### [課題]
下にあるヤノベケンジ展の紹介文を、最後の文のあとから続けて書いてください。

ヤノベケンジ展 「CINEMATIZE シネマタイズ」

2016. 07/16 (土)

2016. 09/04 (日)

09:30

19:00

月~土 9:30-19:00、日9:30 -17:00 入館は閉館30分前まで

高松市美術館

香川県高松市紺屋町10-4  MAP

展覧会期間中、林海象監督、永瀬正敏主演の映画『BOLT』の撮影が美術館内で実際に行われます

主 旨
高松市美術館では、1990年代から日本の現代アートをリードし続けるアーティスト・ヤノベケンジによる四国における初の大規模な個展を開催します。

テーマは「CINEMATIZE (シネマタイズ)」です。

社会的メッセージにユーモアを盛り込み、イマジネーションあふれる作品の数々を世に放ってきたヤノベの創造の軌跡を、「シネマタイズ=映画化」という視点で再編します。ストーリー性やキャラクター性を豊富に持つヤノベ作品は、様々な場所に設置されることで、もはや単体の物体ではなく、ヤノベが紡ぎ出す物語の役者や舞台美術と化し、空間や現実自体を映画のように変容させる効果があります。

本展覧会では、虚構と現実が入り混じり、相互に影響しながら膨れ上がるヤノベの作品世界を「シネマタイズ」として新しく捉え直します。

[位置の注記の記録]
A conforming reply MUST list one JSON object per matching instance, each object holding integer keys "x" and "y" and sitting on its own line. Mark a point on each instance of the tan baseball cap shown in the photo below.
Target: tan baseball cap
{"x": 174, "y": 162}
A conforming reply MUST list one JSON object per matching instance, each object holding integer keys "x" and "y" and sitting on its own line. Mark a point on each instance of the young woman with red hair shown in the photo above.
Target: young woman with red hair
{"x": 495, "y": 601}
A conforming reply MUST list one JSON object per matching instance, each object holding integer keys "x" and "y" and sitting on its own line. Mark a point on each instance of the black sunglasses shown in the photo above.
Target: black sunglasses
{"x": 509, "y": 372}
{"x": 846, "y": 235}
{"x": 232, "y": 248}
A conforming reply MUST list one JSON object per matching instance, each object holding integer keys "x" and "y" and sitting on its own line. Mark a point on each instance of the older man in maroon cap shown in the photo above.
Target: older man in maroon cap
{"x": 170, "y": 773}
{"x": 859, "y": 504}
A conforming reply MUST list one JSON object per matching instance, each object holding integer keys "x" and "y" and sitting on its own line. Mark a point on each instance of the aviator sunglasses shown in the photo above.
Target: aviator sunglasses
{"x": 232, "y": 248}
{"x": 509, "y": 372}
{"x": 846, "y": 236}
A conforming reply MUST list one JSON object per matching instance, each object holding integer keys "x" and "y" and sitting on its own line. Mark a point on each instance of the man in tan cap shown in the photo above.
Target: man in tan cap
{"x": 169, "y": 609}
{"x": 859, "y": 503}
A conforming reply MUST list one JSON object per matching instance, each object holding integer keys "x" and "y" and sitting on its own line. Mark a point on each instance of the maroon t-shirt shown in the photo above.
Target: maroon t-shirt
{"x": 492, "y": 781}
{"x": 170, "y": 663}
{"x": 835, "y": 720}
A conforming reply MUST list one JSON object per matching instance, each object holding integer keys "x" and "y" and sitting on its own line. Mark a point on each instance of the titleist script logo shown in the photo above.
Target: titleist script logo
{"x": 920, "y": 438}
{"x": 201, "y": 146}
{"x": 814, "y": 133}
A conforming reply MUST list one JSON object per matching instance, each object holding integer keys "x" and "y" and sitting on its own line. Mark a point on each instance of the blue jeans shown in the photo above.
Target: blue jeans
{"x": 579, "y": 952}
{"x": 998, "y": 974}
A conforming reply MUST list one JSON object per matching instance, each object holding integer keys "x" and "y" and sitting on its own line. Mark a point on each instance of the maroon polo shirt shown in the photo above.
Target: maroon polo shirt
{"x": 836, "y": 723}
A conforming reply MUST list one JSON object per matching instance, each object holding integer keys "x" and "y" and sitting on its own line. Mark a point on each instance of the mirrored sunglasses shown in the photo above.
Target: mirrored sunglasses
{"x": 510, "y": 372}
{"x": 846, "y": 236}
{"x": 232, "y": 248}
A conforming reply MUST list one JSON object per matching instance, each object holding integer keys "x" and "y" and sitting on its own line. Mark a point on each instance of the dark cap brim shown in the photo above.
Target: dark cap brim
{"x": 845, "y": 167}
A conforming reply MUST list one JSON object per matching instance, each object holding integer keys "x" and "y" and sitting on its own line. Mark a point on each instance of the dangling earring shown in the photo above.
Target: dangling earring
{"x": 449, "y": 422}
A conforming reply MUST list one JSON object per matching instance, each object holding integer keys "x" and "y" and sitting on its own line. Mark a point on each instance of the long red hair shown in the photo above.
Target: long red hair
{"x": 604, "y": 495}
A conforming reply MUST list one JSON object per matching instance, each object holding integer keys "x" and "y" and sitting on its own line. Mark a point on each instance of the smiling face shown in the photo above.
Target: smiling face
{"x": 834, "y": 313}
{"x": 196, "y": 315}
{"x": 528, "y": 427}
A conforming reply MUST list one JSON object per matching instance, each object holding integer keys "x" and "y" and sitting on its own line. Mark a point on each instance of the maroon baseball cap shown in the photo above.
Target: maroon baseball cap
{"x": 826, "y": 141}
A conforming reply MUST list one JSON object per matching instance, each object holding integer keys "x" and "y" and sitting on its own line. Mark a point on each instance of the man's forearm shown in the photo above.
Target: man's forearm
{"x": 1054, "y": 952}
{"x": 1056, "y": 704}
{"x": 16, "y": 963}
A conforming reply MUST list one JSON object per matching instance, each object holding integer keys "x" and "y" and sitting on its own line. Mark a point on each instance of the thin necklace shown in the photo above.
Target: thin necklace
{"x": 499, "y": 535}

### [課題の答え]
そもそも、これまでのヤノベの作家人生それ自体が「映画のような」、ストーリー性に満ちたものでした。1990年代初頭から「サヴァイヴァル」をテーマに身体に装着する機械彫刻を多数制作し、1997年には放射線を検知する防護服《アトムスーツ》を装着して原発事故後のチェルノブイリを訪問、2010年には福島県立美術館で展覧会に参加すると同時に、発電所跡の美術館(下山芸術の森発電所美術館)で、予言的ともいえる大洪水をモチーフとした巨大インスタレーションを展示しました。

 2011年の東日本大震災以降は、復興の願いを込めた《サン・チャイルド》に代表にされる作品群を制作、福島を含めて世界中で巡回展示しています。さらに、四国地方では小豆島に怒れる井戸の神様の作品《アンガー・フロム・ザ・ボトム》をビートたけしと共同制作。「瀬戸内国際芸術祭2013」の会期中には、井戸の神様の怒りを鎮める祭礼が地元の神主や巫女によって執り行われました。現在では社が建てられて「美井戸神社(びーとじんじゃ)」となり、水を守る祭神として祀られています。

今回展示されるヤノベの各時期の作品は、まるで時代というシナリオライターに導かれるかのように時代とシンクロし、共鳴し合っています。また、作品同士が網の目状につながっています。それらを時系列的に見ることによって、時代精神が感じられると同時に、様々な伏線的なストーリーが浮かび上がるでしょう。それがこの先どこでつながるかはまだわかりません。

そして、ヤノベがこれまで撮りためてきたドキュメンンタリー映像には、時代と向き合い、格闘しながら制作された作品が、空間や現実をいかにして映画のように変容させ、驚きに満ちた影響を与えてきたかが、克明に記録されています。また、膨大な数のドローイングや資料の展示によって、影響力のある巨大作品を作るイメージの源泉やストーリー性を生み出すイマジネーションの一端が明らかになるでしょう。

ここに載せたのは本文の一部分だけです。